What you are asked to do:
From the Python API usage guide, transcribe the stretch from "Re-parse the lumping" through "mpp.assign_macrostates()".

Document excerpt:
================

Python API Usage Guide¶

This guide covers practical usage of the MPP.Lumping class and supporting classes for deterministic lumping workflows.

Installation¶

pip install mpp-lumping

Quick Start¶

import numpy as np
import MPP

# Load input data
trajectory = np.loadtxt("example/sample_system/input/traj", dtype=np.uint16)
feature_trajectory = np.loadtxt("example/sample_system/input/feature_traj", ndmin=2)

# Create Lumping object
mpp = MPP.Lumping(
    trajectory,
    lagtime=20,
    feature_trajectory=feature_trajectory,
    pop_thr=0.15,
    q_min=0.5,
)

# Run MPP with transition probability kernel (default)
kernel = MPP.kernel.LumpingKernel(similarity="T")
mpp.run_mpp(kernel)

# Access results
print(f"Number of macrostates: {mpp.n_macrostates[0]}")
print(f"Macrostate assignment shape: {mpp.macrostate_assignment[0].shape}")

`MPP.Lumping`¶

The central class. Holds the microstate trajectory, transition matrix, feature data, and all results.

Constructor¶

MPP.Lumping(
    trajectory,           # ndarray of int, shape (N,) — microstate trajectory
    lagtime,              # int — lag time in frames
    feature_trajectory=None,  # ndarray of float, shape (N, M) — optional
    contact_threshold=0.45,   # float — feature binarisation threshold (nm)
    pop_thr=0.005,        # float — minimum macrostate population
    q_min=0.5,            # float — minimum macrostate metastability
    frame_length=0.2,     # float — frame length in ns
    limits=None,          # list of int — trajectory lengths for concatenated runs
    quiet=False,          # bool — suppress progress output
)

The trajectory must be 0-based and contiguous. 1-based trajectories are shifted automatically with a warning.

`run_mpp`¶

Runs the MPP algorithm and populates all macrostate attributes.

mpp.run_mpp(
    kernel=MPP.kernel.LumpingKernel(),  # LumpingKernel instance
    feature_kernel=None,                # FeatureKernel or None
    n=1,                                # int — number of runs (use 1 for deterministic runs)
)

`load_Z` / `save_Z`¶

mpp.save_Z("results/Z.npy")
mpp.load_Z("results/Z.npy")   # also calls assign_macrostates()

load_Z accepts either a path string or a NumPy array directly.

`assign_macrostates`¶

Re-parse the lumping tree without re-running the algorithm. Useful after manually changing pop_thr or q_min.

mpp.pop_thr = 0.05
mpp.q_min = 0.6
mpp.assign_macrostates()

Lumping Kernels¶

`MPP.kernel.LumpingKernel`¶

Determines which microstate is merged and with which neighbour.

# Transition probability (default, recommended)
kernel = MPP.kernel.LumpingKernel(similarity="T")

# Kullback-Leibler divergence
kernel = MPP.kernel.LumpingKernel(similarity="KL")

# Feature-only (use with FeatureKernel)

================

Data records:
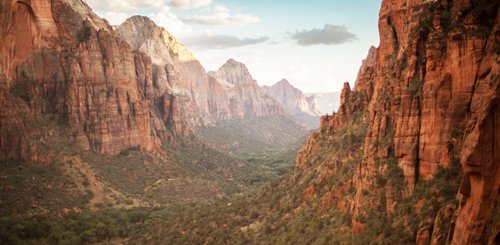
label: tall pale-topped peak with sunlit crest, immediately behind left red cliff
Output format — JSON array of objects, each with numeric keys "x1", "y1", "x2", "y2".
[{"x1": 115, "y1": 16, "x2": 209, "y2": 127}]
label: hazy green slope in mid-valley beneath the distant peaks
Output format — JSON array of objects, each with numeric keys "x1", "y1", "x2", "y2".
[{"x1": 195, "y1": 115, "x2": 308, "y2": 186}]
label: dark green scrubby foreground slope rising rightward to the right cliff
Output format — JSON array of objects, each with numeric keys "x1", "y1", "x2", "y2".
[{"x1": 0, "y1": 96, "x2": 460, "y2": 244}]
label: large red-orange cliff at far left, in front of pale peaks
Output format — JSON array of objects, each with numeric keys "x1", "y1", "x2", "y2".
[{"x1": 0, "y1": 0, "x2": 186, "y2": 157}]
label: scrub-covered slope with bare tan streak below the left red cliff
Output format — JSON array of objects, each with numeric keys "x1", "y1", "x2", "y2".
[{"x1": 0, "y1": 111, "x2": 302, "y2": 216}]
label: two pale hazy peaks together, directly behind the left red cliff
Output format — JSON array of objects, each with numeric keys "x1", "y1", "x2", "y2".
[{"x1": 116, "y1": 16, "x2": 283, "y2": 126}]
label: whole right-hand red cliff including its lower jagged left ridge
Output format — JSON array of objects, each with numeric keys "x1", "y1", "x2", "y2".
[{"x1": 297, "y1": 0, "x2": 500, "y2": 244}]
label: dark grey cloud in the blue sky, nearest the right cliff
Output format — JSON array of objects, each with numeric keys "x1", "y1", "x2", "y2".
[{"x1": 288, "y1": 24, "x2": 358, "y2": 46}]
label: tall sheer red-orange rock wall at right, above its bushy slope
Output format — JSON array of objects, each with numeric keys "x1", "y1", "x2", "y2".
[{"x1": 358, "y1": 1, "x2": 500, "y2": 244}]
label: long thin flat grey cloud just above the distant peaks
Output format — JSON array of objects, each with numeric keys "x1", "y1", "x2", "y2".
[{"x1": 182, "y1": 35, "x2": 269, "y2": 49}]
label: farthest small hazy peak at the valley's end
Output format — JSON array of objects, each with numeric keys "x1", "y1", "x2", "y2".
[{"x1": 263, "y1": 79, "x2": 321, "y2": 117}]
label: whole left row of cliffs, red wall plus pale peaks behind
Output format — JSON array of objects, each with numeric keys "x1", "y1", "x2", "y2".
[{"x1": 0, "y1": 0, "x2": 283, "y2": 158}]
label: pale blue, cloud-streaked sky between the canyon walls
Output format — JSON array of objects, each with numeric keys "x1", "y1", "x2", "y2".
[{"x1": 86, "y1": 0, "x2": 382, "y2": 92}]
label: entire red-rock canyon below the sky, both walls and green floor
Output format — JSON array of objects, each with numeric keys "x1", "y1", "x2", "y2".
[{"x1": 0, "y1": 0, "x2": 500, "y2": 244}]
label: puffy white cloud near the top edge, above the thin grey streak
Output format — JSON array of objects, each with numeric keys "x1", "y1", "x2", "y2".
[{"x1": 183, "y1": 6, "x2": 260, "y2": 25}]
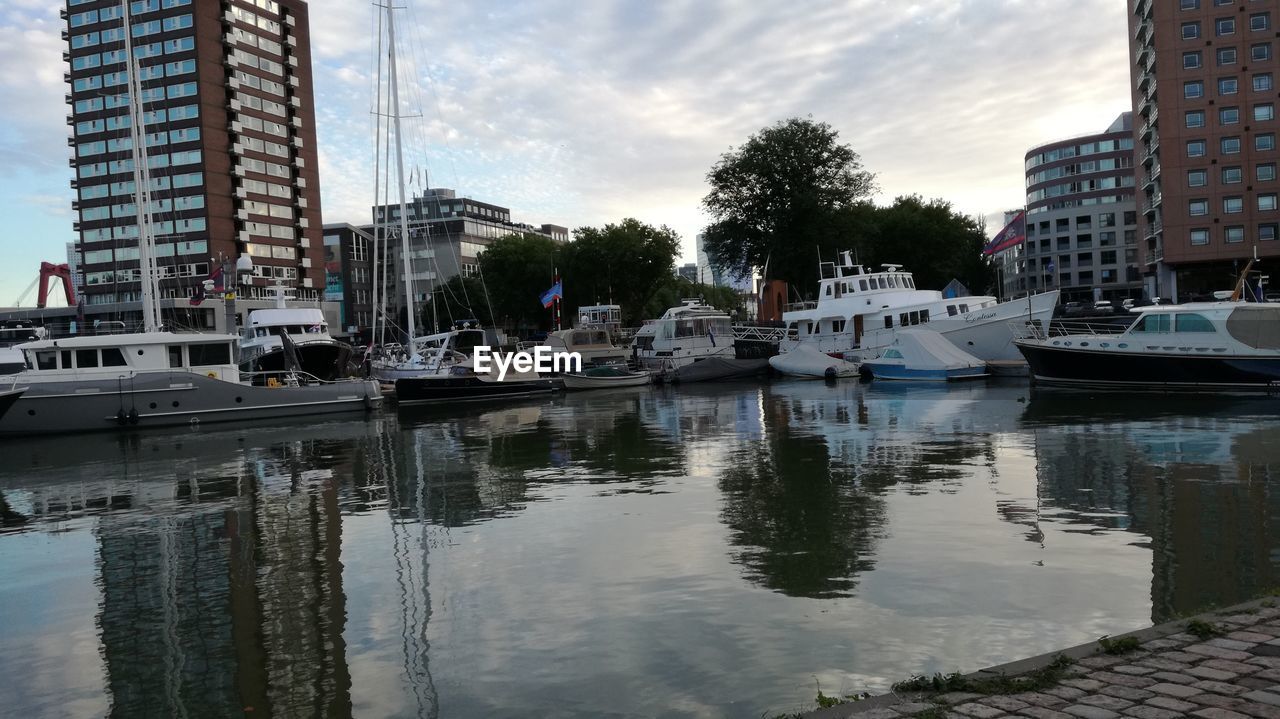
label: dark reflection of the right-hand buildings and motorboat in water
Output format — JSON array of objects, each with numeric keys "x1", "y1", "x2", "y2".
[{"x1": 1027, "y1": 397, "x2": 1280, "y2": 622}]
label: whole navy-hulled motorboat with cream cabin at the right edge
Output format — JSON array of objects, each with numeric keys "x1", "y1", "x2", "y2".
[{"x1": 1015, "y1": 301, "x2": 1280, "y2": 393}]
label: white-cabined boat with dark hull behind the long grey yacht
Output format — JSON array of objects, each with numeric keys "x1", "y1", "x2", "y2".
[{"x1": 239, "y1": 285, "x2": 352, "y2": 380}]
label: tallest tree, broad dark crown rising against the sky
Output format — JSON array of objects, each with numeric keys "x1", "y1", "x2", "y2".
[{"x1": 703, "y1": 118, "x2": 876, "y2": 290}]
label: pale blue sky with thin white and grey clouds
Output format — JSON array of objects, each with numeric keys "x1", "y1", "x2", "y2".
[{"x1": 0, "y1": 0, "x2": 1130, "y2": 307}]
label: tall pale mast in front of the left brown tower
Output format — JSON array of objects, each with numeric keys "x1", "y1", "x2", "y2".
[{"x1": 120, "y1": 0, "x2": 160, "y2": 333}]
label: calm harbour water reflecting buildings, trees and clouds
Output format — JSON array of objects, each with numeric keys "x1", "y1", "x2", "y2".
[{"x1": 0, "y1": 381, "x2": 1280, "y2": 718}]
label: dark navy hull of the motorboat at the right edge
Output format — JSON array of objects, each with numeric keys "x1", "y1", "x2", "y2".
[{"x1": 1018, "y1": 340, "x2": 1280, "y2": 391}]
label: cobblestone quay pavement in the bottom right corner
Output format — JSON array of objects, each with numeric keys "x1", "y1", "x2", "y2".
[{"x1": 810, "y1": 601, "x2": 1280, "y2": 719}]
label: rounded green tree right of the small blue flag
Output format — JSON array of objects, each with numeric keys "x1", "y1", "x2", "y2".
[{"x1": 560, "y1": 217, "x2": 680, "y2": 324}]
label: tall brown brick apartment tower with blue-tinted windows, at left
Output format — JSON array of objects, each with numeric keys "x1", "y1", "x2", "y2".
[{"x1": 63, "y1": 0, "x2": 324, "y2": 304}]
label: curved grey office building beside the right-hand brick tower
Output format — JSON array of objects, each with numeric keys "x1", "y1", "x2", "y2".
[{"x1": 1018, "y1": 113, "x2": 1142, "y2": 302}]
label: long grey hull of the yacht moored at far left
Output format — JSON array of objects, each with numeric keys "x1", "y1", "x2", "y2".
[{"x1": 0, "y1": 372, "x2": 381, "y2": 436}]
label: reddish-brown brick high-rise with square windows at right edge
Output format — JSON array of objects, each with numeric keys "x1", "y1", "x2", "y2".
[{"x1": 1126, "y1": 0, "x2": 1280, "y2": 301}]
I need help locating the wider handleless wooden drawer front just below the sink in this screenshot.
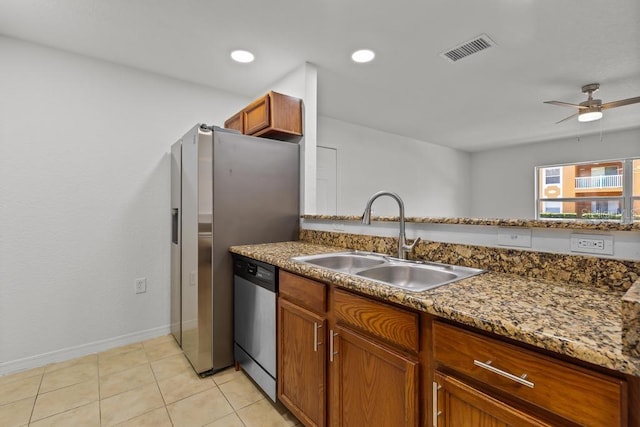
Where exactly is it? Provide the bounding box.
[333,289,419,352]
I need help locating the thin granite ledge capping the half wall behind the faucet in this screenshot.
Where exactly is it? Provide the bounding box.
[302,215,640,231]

================

Exercise solution:
Re-parse the lumping tree without re-running the algorithm. Useful after manually changing pop_thr or q_min.

mpp.pop_thr = 0.05
mpp.q_min = 0.6
mpp.assign_macrostates()